_REQUIRED ACTION 1_
According to the lockdown interview with Eshika Fyzee, what is she studying for?
_REQUIRED ACTION 2_
Substitute "field-based" for "outdoorsy" and write out the lockdown interview between "Sanctuary: How are you translating" and "or different virtually?", inclusive.
_REQUIRED ACTION 3_
Proceed with the lockdown interview with Eshika Fyzee, beginning after its final sentence.

_TEXT PASSAGE_
= = =

Lockdown Diaries Part 1

First published in Sanctuary Asia, Vol. 40 No. 5, May 2020

Sanctuary asked conservationists from different areas of work (researchers, writers, photographers and filmmakers) how the COVID-19 lockdown has impacted them and their work and how they are advocating for wildlife and the environment while staying indoors. In the first of our series, wildlife filmmaker and founder of Pangea Films Eshika Fyzee, tells us of how she is using her time to wrap up long-pending work and furthering her educational interests.

Sanctuary: How are you managing to divide your time between work and home, and staying productive, while also focusing on your mental health?

Eshika: As a wildlife filmmaker, COVID-19 has brought unprecedented challenges for me and my colleagues in this field. The ‘work from home’ routine doesn't typically apply to us, and many of us have had to deal with cancellations of shoots and indefinite postponing of projects. Most wildlife filmmakers in India are also freelance, and don't have the security of monthly/quarterly paychecks to keep things going. Having said that, I have been trying to finish up paperwork that I've been putting off for weeks, finishing old storyboards and shooting scripts that have been pending, and trying my best to plan out my shoots for when the country opens up. I'm also pursuing a postgraduate diploma on wildlife and animal protection law, so I've been spending quite a lot of time studying. In regard to my mental health, I've been keeping sane by meditating, catching up on reading, exercising, not checking the news excessively, and sketching. 


Eshika shared some of her sketches with us.

Sanctuary: How are you translating your work to move completely online? Especially your more outdoorsy work; have you found a way to do something similar or different virtually?

= = =

_SOURCE DATA_
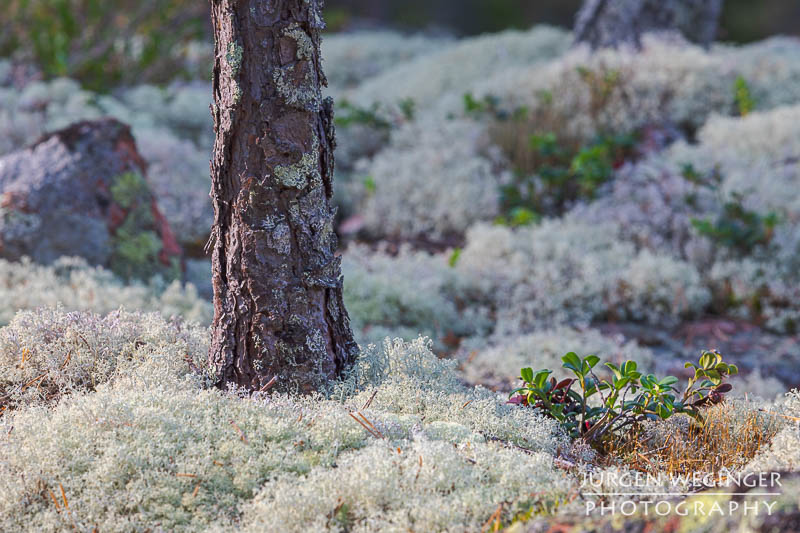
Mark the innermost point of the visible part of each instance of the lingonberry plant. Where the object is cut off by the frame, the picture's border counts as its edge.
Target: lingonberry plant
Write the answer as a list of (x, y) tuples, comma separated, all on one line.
[(595, 409)]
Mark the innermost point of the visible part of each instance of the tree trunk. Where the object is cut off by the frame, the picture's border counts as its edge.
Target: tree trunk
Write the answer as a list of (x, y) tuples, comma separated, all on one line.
[(278, 310), (609, 23)]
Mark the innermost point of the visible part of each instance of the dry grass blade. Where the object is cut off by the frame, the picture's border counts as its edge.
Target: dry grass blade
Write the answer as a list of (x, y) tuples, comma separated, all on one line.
[(369, 402), (787, 417), (494, 521), (362, 424), (370, 424), (55, 501), (34, 380), (63, 496)]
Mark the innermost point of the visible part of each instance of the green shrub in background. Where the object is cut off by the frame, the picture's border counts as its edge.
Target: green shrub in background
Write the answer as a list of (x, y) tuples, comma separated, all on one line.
[(103, 43)]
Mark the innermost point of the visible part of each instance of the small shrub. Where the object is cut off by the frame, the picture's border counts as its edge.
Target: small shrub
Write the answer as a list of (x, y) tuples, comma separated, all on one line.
[(629, 399), (103, 43)]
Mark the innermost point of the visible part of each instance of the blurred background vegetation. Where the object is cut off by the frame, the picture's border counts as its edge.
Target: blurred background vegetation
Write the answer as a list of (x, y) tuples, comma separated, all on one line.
[(105, 44)]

= = =

_EXPECTED ANSWER 1_
A postgraduate diploma on wildlife and animal protection law.

_EXPECTED ANSWER 2_
Sanctuary: How are you translating your work to move completely online? Especially your more field-based work; have you found a way to do something similar or different virtually?

_EXPECTED ANSWER 3_
Eshika: It's been very challenging because my job is primarily all about travel, movement, collaboration, and being out in the wilderness. I haven't found a virtual alternative to my work, but I have been active virtually by connecting and networking more with other conservationists and wildlife filmmakers, as we all try to support each other through these difficult times. 

Sanctuary: What are some old habits you've lost after the lockdown began and new habits you've gained (these can be work-related or otherwise)? Can you share some that you've found particularly useful in helping overcome personal obstacles?

Eshika: To be fair, my life was extremely busy and fast-paced before the lockdown, I barely spent five days at a stretch at home, and took an embarrassing number of flights every month to get my work done. One thing I'm very glad about is that my carbon footprint has plummeted drastically because of the lockdown, which has made me think of ways to reduce flying as much as possible in the future, even if it takes a little longer and a little more effort to get to my destination. In terms of new habits -- I've started meditating again which helps me tremendously, studying for my law diploma on wildlife/animal protection, and for the first time in a very long time, I've had the opportunity to slow down a little and get back to some of my old hobbies.